> [EXERCISE REQUIREMENTS]
Rescale the lines from the line with "point: shirt sleeve" up to and including the final line, reproducing each of these lines in full. Multiply every answer coordinate by 2.55 and round it to a whole number, with halves rounding up, and leave all other numbers unchanged.

> [EXTRACTED MATERIAL]
↓
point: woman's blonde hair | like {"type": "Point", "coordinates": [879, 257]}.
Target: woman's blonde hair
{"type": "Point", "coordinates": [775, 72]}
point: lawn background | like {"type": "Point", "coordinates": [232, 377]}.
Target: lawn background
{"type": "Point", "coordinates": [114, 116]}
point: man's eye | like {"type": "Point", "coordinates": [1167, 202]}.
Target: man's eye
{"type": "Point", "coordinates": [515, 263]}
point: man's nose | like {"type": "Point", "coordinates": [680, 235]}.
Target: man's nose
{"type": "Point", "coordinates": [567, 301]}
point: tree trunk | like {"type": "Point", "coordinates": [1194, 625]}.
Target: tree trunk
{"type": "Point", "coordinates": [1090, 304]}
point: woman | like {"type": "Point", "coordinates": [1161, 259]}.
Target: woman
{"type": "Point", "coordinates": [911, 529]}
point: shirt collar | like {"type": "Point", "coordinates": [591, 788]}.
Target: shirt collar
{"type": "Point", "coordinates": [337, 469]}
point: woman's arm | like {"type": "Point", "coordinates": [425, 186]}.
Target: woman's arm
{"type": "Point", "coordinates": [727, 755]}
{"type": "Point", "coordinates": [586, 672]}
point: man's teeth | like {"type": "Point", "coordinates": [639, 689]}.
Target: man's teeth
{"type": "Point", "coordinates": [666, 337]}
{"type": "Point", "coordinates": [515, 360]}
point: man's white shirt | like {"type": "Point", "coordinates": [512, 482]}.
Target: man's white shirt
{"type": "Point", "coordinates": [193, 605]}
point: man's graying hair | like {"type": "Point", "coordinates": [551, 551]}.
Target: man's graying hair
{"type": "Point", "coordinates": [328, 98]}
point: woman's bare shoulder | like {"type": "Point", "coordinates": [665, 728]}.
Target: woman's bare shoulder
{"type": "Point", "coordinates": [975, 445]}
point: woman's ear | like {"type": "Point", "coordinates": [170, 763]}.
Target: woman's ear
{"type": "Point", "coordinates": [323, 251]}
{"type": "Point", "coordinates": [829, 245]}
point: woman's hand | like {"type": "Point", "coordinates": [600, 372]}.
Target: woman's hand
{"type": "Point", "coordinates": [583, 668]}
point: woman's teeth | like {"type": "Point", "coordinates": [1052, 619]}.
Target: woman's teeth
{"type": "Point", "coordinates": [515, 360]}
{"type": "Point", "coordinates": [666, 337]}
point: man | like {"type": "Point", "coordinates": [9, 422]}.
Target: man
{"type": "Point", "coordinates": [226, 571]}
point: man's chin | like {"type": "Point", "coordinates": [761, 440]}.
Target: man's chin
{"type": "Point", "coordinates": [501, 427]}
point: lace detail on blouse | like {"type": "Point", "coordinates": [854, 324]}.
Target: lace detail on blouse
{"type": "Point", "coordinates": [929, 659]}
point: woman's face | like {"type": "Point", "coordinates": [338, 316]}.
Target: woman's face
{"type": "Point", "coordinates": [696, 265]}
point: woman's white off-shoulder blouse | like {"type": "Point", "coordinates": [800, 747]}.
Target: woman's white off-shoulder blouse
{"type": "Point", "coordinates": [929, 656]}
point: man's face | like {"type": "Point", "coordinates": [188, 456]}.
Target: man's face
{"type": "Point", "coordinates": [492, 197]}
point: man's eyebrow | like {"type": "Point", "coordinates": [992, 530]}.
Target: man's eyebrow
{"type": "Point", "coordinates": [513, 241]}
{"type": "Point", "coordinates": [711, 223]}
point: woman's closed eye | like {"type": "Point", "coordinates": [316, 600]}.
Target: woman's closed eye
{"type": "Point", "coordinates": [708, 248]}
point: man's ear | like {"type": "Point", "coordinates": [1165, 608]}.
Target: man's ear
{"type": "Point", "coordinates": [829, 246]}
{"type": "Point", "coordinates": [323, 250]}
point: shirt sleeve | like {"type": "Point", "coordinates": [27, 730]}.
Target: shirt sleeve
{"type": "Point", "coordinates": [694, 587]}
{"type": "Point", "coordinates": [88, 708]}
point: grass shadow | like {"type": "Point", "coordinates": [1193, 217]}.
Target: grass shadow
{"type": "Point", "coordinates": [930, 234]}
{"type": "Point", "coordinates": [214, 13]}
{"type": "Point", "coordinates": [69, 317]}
↑
> [EXPECTED OUTPUT]
point: shirt sleeve | like {"type": "Point", "coordinates": [27, 730]}.
Target: shirt sleeve
{"type": "Point", "coordinates": [1770, 1497]}
{"type": "Point", "coordinates": [224, 1805]}
point: grass shadow | like {"type": "Point", "coordinates": [1193, 217]}.
Target: grass shadow
{"type": "Point", "coordinates": [2372, 597]}
{"type": "Point", "coordinates": [546, 33]}
{"type": "Point", "coordinates": [176, 808]}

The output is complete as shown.